TRY IT: Copy the passage of the article on New York City and migrants starting with "The city’s move" and going on through "right to shelter.", swapping "sanctuary city" for "safe haven".

EXTRACT:
■ ■ ■
Posted on July 20, 2023

New York City Tells Migrants There’s ‘No Guarantee’ of Finding Help Here

Jeffery C. Mays, New York Times, July 19, 2023

New York City will immediately begin discouraging asylum seekers from seeking refuge here, distributing fliers at the southern border that warn migrants there is “no guarantee” they will receive shelter or services, Mayor Eric Adams announced on Wednesday.

The city’s move is a sharp and somewhat unexpected departure from its long-held status as a sanctuary city, and as a place that guarantees a right to shelter.

“We have no more room in the city,” Mr. Adams said during a news conference at City Hall.

As part of the city’s shift in strategy, it will now require single adult migrants to reapply for shelter after 60 days, a move that the mayor said was designed to make room for families with children. Mr. Adams said the city would intensify efforts to help the migrants connect with family, friends or outside networks in order to find alternative housing arrangements.


More than 90,000 migrants have arrived in the city since the spring of 2022 and close to 55,000 are still in the city’s care. Combined with the city’s existing homeless population, more than 105,800 people are being sheltered by the city, a record.
■ ■ ■
GIVEN RECORDS:

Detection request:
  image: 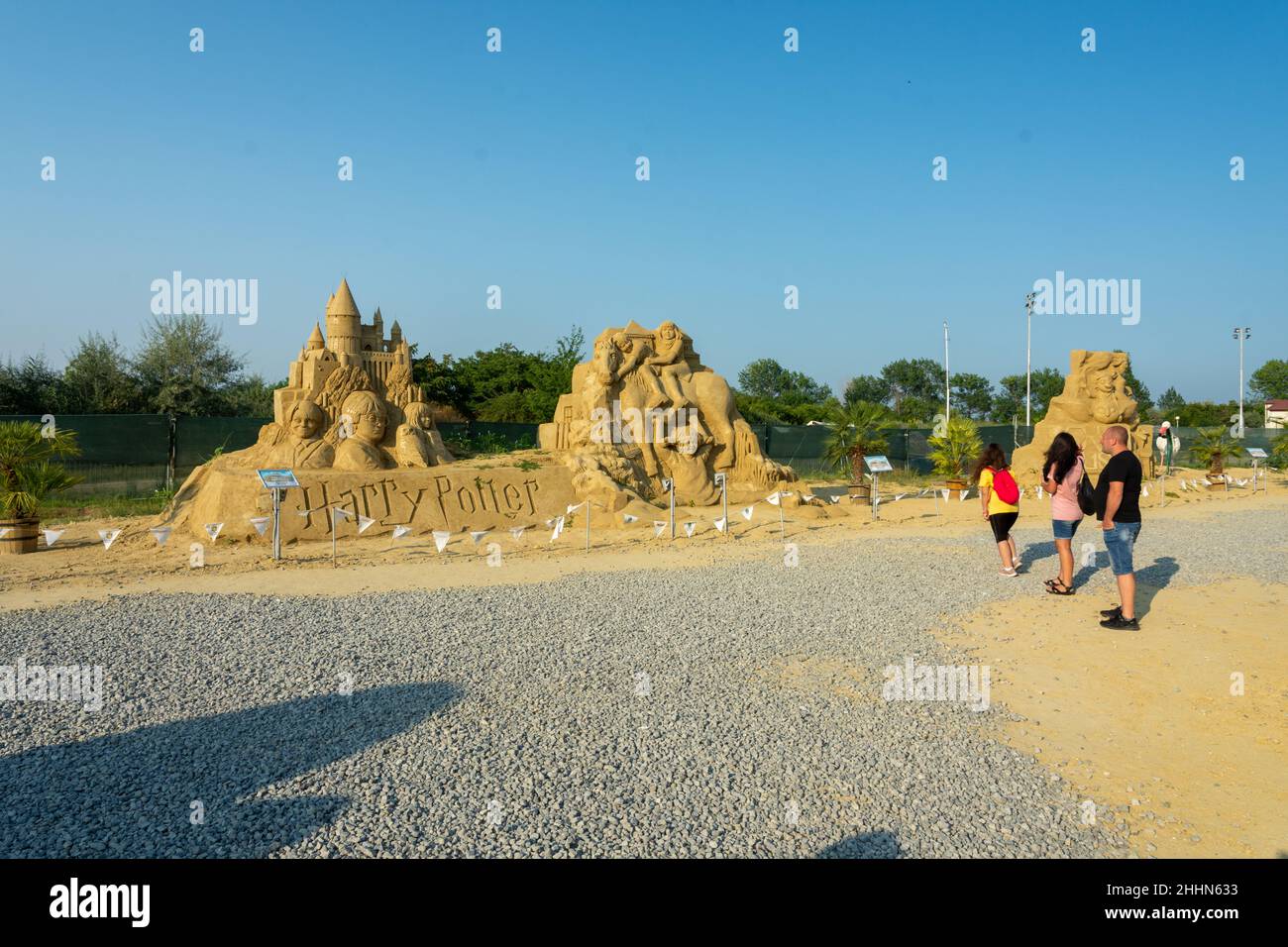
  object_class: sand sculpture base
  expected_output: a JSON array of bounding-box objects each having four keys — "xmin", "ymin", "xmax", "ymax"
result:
[{"xmin": 163, "ymin": 455, "xmax": 576, "ymax": 543}]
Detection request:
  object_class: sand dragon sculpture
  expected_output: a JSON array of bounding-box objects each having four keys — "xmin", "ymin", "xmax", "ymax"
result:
[
  {"xmin": 540, "ymin": 321, "xmax": 796, "ymax": 509},
  {"xmin": 1012, "ymin": 349, "xmax": 1153, "ymax": 484}
]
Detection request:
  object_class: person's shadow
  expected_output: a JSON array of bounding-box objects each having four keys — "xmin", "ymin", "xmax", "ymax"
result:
[
  {"xmin": 818, "ymin": 831, "xmax": 902, "ymax": 858},
  {"xmin": 0, "ymin": 682, "xmax": 461, "ymax": 858}
]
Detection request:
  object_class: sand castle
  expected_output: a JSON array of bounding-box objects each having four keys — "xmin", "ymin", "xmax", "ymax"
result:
[
  {"xmin": 163, "ymin": 281, "xmax": 574, "ymax": 540},
  {"xmin": 161, "ymin": 287, "xmax": 796, "ymax": 540},
  {"xmin": 540, "ymin": 321, "xmax": 796, "ymax": 509},
  {"xmin": 1012, "ymin": 349, "xmax": 1153, "ymax": 484}
]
■ ■ ■
SOLUTION BELOW:
The city’s move is a sharp and somewhat unexpected departure from its long-held status as a safe haven, and as a place that guarantees a right to shelter.